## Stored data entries
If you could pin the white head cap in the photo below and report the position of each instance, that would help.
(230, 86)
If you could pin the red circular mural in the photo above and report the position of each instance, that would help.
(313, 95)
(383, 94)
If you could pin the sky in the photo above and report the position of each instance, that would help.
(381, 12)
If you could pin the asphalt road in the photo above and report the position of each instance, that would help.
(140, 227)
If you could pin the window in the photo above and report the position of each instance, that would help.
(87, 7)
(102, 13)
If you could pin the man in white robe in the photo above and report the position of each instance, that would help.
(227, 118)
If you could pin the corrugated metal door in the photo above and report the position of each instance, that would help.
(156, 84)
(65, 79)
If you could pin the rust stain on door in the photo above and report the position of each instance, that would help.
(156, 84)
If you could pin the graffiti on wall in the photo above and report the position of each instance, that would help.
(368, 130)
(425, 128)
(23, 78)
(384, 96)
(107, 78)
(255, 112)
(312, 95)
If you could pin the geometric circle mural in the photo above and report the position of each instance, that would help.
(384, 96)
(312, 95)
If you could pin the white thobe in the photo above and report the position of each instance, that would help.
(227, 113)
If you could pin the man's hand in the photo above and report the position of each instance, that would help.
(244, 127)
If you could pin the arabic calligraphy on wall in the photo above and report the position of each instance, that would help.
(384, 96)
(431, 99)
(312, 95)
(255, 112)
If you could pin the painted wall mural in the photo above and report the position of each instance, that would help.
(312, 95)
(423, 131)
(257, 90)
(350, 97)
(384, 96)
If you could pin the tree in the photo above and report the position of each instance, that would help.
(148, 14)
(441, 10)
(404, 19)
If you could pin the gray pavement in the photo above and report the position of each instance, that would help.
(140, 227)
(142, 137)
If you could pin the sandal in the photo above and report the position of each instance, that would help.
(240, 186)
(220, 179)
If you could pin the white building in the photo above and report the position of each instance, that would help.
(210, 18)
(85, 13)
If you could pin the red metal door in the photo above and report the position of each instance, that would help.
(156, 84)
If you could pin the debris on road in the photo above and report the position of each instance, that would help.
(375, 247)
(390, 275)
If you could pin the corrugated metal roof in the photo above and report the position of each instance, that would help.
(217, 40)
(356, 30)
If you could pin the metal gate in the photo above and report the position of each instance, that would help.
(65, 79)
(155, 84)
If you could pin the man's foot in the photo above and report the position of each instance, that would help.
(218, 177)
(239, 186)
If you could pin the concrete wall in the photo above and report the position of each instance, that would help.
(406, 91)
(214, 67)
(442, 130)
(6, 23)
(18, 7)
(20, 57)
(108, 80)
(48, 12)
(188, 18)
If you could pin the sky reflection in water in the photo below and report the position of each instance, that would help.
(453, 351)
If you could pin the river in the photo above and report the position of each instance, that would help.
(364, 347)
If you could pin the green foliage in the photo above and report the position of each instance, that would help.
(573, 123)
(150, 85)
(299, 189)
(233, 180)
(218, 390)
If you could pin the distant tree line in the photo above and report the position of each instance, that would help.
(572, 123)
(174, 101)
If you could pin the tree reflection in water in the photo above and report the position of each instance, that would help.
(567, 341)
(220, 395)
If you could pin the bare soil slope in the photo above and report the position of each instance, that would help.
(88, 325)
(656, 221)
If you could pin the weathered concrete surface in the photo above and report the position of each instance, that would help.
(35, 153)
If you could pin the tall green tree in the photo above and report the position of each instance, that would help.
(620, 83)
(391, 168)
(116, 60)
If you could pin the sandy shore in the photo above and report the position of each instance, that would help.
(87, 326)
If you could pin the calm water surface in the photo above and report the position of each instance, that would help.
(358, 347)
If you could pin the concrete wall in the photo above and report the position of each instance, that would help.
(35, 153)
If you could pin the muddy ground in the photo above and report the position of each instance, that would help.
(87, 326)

## EXERCISE OBJECTIVE
Write each line above out exactly.

## TASK RESPONSE
If you could pin the white head cap in the photo below and report the position of each instance, that would help.
(230, 86)
If you could pin the red circular mural in the photo above and report the position of each instance, that would help.
(313, 95)
(383, 94)
If you could pin the sky in the photo above and report the position of each instance, that would help.
(381, 12)
If you could pin the asphalt road in the photo above and report the position of each instance, that would help.
(140, 227)
If you could pin the window in the photo above and report the position of each instance, that would help.
(87, 7)
(102, 13)
If you could pin the man in white robe in the photo above and report the position of each instance, that would help.
(227, 118)
If you could pin the corrugated metal door in the photo above and report the position of each instance, that would help.
(156, 84)
(65, 79)
If you could pin the rust stain on door in the photo above and report the position of each instance, that would help.
(156, 84)
If you could pin the graffiti on wall in the photo above and report the position of each instance, that would help.
(368, 130)
(425, 128)
(23, 78)
(384, 96)
(107, 78)
(255, 112)
(312, 95)
If you could pin the geometric circle mural in the photo above and report the position of each instance, that would help.
(384, 96)
(312, 95)
If you could pin the white thobe in the photo above and report the position of each instance, that would help.
(227, 113)
If you could pin the man's hand in the photo above and report the position of each instance, that would help.
(244, 127)
If you could pin the arabic calligraphy on wall in the photo above and report the position of each instance, that would help.
(384, 96)
(431, 99)
(312, 95)
(255, 112)
If you could pin the painted wall mural in the photo above and report the position of each instance, that would help.
(312, 95)
(423, 131)
(257, 90)
(350, 97)
(384, 96)
If you could pin the tree in the photo above and report the position of each instance, that would help.
(148, 14)
(441, 10)
(404, 19)
If you could pin the gray pavement in the photo above and report the position of each instance, that would help.
(140, 227)
(142, 137)
If you could pin the sandal in the photo above and report the position of each instance, that would help.
(240, 186)
(220, 179)
If you could pin the white building in the photo above and report the position of each instance, that would help.
(210, 18)
(85, 13)
If you could pin the red metal door in the photo above and report the position of each instance, that would help.
(156, 84)
If you could pin the debris on road in the photo above and report the position of each instance, that would help.
(375, 247)
(390, 275)
If you could pin the corrugated metal roof in the photo above and report the position of each instance, that would help.
(217, 40)
(356, 30)
If you could pin the metal gate in the photo above and report the position of each instance, that would help.
(65, 79)
(155, 84)
If you could pin the man's foot in the photo above and report the position of each instance, that would help.
(218, 177)
(239, 186)
If you could pin the concrete wall in the photo above and report the position of each instance, that would help.
(406, 91)
(214, 67)
(442, 130)
(6, 23)
(18, 7)
(20, 57)
(108, 80)
(48, 12)
(188, 18)
If you could pin the sky reflection in water in the photo below and report the position of each instance, that would help.
(453, 351)
If you could pin the river in the photo above and report the position of each instance, that would help.
(364, 347)
If you could pin the green foliage in the photo above and report the position of each instance, that would help.
(573, 123)
(150, 85)
(299, 189)
(233, 180)
(218, 390)
If you could pin the distant tree line in the photo above and report the position of each instance, that would help.
(572, 123)
(174, 101)
If you could pin the tree reflection in water in the photo above and report the position of each instance, that would help.
(567, 341)
(220, 395)
If you could pin the bare soil slope in the photo above and report the position of each instance, that would help.
(88, 325)
(656, 221)
If you could pin the weathered concrete surface in the photo above and report the position of each instance, that would help.
(35, 153)
If you could pin the tall green tree in the photo above and report the position of each instance, that would help.
(620, 83)
(391, 168)
(116, 60)
If you could pin the sandy shore in the photo above and report the position of each instance, that would help.
(87, 326)
If you could pin the calm water surface in the photo above and report the position of each instance, that would help.
(358, 347)
If you could pin the concrete wall in the photo above and report the position of each instance, that would help.
(35, 153)
If you could pin the muddy ground in the photo above and report the position of each instance, that would help.
(87, 326)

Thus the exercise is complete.